>> begin RECORDS FOR THE TASK
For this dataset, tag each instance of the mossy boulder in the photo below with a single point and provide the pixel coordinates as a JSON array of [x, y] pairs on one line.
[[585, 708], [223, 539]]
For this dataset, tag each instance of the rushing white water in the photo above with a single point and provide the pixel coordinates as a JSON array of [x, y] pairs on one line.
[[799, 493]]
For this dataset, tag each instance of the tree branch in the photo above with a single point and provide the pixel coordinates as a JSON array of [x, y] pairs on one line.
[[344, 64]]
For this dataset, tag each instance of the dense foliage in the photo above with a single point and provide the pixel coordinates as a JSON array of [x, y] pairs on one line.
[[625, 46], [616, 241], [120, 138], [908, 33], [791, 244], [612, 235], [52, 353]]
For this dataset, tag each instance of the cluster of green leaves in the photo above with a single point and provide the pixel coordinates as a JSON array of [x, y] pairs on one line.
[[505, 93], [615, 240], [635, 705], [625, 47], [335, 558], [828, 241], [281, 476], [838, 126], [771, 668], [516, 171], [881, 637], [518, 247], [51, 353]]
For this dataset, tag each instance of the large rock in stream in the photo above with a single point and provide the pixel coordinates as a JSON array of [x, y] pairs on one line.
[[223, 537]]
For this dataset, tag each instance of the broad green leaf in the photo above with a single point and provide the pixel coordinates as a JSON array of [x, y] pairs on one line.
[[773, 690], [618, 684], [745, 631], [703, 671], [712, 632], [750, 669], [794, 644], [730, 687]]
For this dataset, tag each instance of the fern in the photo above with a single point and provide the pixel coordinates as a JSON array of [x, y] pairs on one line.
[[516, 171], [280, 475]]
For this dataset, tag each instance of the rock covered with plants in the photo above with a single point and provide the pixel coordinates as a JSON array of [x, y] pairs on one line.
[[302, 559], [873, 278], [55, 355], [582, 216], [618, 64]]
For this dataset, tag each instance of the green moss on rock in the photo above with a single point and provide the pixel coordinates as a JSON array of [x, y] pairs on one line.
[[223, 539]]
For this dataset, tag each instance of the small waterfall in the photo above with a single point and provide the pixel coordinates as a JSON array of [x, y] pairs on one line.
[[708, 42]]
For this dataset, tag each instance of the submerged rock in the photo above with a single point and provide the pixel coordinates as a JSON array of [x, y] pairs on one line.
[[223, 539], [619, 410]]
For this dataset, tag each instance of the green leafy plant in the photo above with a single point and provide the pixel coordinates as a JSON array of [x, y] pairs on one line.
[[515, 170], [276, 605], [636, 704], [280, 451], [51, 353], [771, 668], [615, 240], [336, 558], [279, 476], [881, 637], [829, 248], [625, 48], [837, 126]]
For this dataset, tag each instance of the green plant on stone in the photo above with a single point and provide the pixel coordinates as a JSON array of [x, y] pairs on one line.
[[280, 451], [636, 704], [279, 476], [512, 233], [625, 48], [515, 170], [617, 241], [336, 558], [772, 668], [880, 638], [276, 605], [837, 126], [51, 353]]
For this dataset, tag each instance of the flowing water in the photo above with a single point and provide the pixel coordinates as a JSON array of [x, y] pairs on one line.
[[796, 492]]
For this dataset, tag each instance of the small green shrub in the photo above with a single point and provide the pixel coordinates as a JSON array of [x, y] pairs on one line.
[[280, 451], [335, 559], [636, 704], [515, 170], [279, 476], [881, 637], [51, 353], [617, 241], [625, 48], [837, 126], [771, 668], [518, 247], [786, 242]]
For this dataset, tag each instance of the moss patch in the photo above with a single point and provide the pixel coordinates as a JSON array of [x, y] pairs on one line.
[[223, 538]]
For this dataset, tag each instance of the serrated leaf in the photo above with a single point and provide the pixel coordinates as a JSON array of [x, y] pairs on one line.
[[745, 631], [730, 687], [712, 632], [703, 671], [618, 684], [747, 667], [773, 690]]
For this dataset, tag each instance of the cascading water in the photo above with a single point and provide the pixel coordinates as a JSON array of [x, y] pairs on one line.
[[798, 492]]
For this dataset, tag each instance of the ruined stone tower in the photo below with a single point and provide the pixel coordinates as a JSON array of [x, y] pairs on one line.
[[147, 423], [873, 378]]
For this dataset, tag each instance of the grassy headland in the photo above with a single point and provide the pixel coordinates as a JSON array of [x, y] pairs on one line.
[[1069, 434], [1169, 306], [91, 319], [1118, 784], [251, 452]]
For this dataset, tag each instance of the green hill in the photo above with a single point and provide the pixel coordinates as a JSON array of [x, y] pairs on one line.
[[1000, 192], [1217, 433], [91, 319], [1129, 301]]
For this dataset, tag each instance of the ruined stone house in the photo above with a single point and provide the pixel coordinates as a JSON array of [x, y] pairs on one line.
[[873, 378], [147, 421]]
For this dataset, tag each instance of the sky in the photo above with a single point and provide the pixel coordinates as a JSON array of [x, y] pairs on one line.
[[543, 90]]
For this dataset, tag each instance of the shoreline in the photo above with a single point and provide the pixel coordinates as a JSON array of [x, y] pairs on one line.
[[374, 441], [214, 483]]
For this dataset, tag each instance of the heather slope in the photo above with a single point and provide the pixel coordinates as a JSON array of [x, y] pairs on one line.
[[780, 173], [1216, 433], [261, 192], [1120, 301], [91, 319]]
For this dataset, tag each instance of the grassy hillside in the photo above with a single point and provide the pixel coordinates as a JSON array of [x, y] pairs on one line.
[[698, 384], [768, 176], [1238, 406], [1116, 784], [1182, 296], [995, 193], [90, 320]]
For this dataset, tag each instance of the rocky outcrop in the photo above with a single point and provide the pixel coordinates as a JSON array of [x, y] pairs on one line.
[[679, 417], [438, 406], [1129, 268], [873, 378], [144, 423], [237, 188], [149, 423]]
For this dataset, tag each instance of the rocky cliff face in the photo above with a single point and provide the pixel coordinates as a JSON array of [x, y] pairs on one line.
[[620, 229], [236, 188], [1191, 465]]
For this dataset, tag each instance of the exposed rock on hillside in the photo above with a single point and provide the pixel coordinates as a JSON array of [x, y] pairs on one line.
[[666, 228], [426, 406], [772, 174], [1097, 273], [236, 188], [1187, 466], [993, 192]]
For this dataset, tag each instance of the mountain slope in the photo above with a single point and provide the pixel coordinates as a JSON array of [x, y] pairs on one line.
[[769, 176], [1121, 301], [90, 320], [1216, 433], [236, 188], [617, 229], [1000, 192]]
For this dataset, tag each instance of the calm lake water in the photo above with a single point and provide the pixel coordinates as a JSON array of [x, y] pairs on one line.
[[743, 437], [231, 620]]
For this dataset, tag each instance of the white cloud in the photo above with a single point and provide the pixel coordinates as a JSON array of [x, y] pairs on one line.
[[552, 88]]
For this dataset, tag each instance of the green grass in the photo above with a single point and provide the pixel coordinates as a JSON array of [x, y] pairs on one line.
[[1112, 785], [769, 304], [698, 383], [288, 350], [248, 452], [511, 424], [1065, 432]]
>> end RECORDS FOR THE TASK
_PROBLEM TO WORK ON_. Copy every item above word for word, keeping them in their original order.

_CORRECT RESPONSE_.
For this dataset, tag each instance of the mossy boulder in the photo below with a single point and provide the pixel coordinates as a JSON array of [x, y] pairs on one line.
[[585, 708], [223, 539]]
For this dataset, tag each instance of the rushing white water in the photo above with a single point and provide the pixel coordinates as a JSON array of [x, y] pairs on one line.
[[799, 493]]
For this dataset, tag each instance of the tree branch in the photo above with a single point and provide the pixel coordinates as a JSON array of [x, y] pairs on one line.
[[344, 64]]
For this dataset, tag each instance of the dense foliage in the photo above with a single point and provide the pixel coordinates as a JSON array of [x, y] pairs on one line.
[[625, 46], [616, 241], [120, 138], [908, 33], [791, 244], [612, 235], [52, 353]]
For this dataset, tag each instance of the cluster of green leaves in the photo above with a single point and provide the pixel coordinates as a JSON array of [x, y] pairs on one line.
[[505, 93], [615, 240], [635, 705], [625, 47], [335, 558], [828, 241], [281, 476], [838, 126], [771, 668], [516, 171], [881, 637], [518, 247], [51, 353]]
For this dataset, tag each instance of the large rock in stream in the photo above with a single point and provide the pixel coordinates as a JSON array of [x, y] pairs on one line.
[[223, 537]]
For this dataset, tag each instance of the broad green leaf in the photo above with a single point and provide the pixel coordinates as a JSON array of [x, y] pairs on one line.
[[773, 690], [618, 684], [745, 631], [703, 671], [712, 632], [750, 669], [794, 644], [730, 687]]
For this dataset, tag each instance of the fern in the photo above with a single point and provide the pixel coordinates as a JSON array of [x, y] pairs on one line.
[[516, 171], [280, 475]]
For this dataset, tag each instance of the rock covered with plants in the photo above with a single point and provide the pixel coordinates as a JSON array of [x, y] pairs on one line.
[[302, 559], [873, 278], [55, 355], [582, 216], [618, 64]]
For this dataset, tag each instance of the green moss on rock in the photo above with a single point and provide the pixel coordinates as a JSON array of [x, y] pairs on one line.
[[223, 539]]
For this dataset, tag each instance of the small waterfall in the photo above with a single point and provide the pixel coordinates as a JSON array of [x, y] pairs on one line.
[[708, 42]]
For this dataset, tag each instance of the submerged rock in the photo above with a single point and provide the pixel coordinates as a JSON array of [x, y] pairs on one line.
[[223, 539], [619, 410]]
For this dataset, tag each instance of the green leafy plant in the photo above with a single point and provide the pixel coordinates as a JSON array of [x, y] pairs on one line.
[[515, 170], [276, 605], [636, 704], [280, 451], [51, 353], [771, 668], [615, 240], [336, 558], [279, 476], [881, 637], [829, 248], [625, 48], [837, 126]]
For this dataset, tag each instance of the green plant on stone in the photo above with a single point and provide the pixel coordinates as a JSON array of [x, y] pairs on one line.
[[280, 451], [636, 704], [279, 476], [512, 233], [625, 48], [515, 170], [617, 241], [336, 558], [772, 668], [880, 638], [276, 605], [837, 126], [51, 353]]
For this dataset, tag each instance of the flowing water in the photo above with a single point and provide the pixel coordinates as a JSON array of [x, y] pairs on one line.
[[796, 492]]
For this dataset, tag each instance of the small green shrub in the photo above with a single point and provide the pixel coordinates as a JSON array of [x, y] pairs on one line.
[[280, 451], [335, 559], [636, 704], [515, 170], [279, 476], [881, 637], [51, 353], [617, 241], [625, 48], [837, 126], [771, 668], [518, 247], [786, 242]]
For this dataset, tag each instance of the moss patch in the photo above with a single point and provide the pixel coordinates as a JSON array of [x, y] pairs on one line.
[[223, 538]]
For this dataset, tag each instance of the serrated leaf in the photo above with a single point and provide the pixel coordinates as a JSON array of [x, y] pairs on one line.
[[745, 631], [730, 687], [712, 632], [703, 671], [618, 684], [747, 667], [773, 690]]
For this dataset, tag each instance of the cascading water in the photo above with a single point and provide the pixel coordinates as a JSON array of [x, y] pairs on one line.
[[798, 492]]
For this dataset, tag each instance of the ruined stone tower in the photo below with a single point and provide the pixel coordinates as a JSON array of [x, y] pairs on one line.
[[147, 423], [873, 378]]
For this dataset, tag each instance of the grassy headland in the photo above with a single point and provide the pixel coordinates as a JSON array of [x, y] pairs on one line.
[[1069, 434], [1169, 306], [91, 319], [1118, 784], [251, 452]]
For this dataset, tag each instance of the green hill in the photo above with a single point and provide the pixel coordinates as a JSON array of [x, y] pairs on one line.
[[1000, 192], [1217, 433], [91, 319], [1129, 301]]
For this dataset, tag each instance of the ruined stone house in the photo above with a single point and provide the pixel coordinates as a JSON array of [x, y] pairs on one line.
[[873, 378], [147, 421]]
For this dataset, tag each instance of the sky in the photo above with a single point and provide the pixel coordinates as a JSON array of [x, y] pairs on one line.
[[543, 90]]
For this dataset, tag each instance of the shoreline in the photo above with a single point and provide the pixel coordinates as a JSON array of [x, y] pairs on one line.
[[374, 441], [214, 483]]
For this dataset, tag each instance of the heather slope in the photo above with a single point and provide the pixel coordinates as a JSON array of [x, y] pairs on one line.
[[780, 173], [1216, 433], [261, 192], [1120, 301], [91, 319]]
For this dataset, tag each instance of the grassy hillside in the photo above with a single point and provide the pixel coordinates as a JSON array of [x, y] pairs on one line.
[[698, 384], [768, 176], [1238, 406], [1116, 784], [1182, 296], [995, 193], [90, 320]]
For this dataset, tag each instance of the rocky outcrop in the photo above with a single point and provide the pixel coordinates as a JSON array of [x, y] pairs on one line.
[[679, 417], [438, 406], [1129, 268], [873, 378], [144, 423], [237, 188], [149, 423]]
For this dataset, tag each instance of the rocky cliff face in the photo above with a single point and provide the pixel coordinates as a JSON array of [x, y] pairs on one line.
[[620, 229], [236, 188], [1191, 465]]
For this dataset, tag each instance of the exposed rock on hillside in the photo above with a single point and provide the pixel coordinates as a JSON array of [x, y] pairs on one line.
[[666, 228], [426, 406], [772, 174], [1097, 273], [236, 188], [1187, 466], [993, 192]]
For this dataset, tag each instance of the mountain slope in the photo above with a single point and provide the pixel coordinates as a JSON array of [x, y] pairs on one line.
[[769, 176], [1121, 301], [90, 320], [1216, 433], [236, 188], [617, 229], [1000, 192]]
For this dataset, tag each instance of the calm lake water in the photo above with a single point and provide the pixel coordinates as a JSON array of [x, y] pairs on one line.
[[743, 437], [231, 620]]
For this dataset, tag each instance of the white cloud in the photo above with a single point and provide the pixel coordinates as a JSON array of [x, y] pairs on one line.
[[552, 88]]
For this dataset, tag each instance of the green grass in the photo above with a single point and provide the pixel coordinates as a JSON array of [x, y] pairs on one line.
[[1112, 785], [769, 304], [698, 383], [288, 350], [248, 452], [511, 424], [1065, 432]]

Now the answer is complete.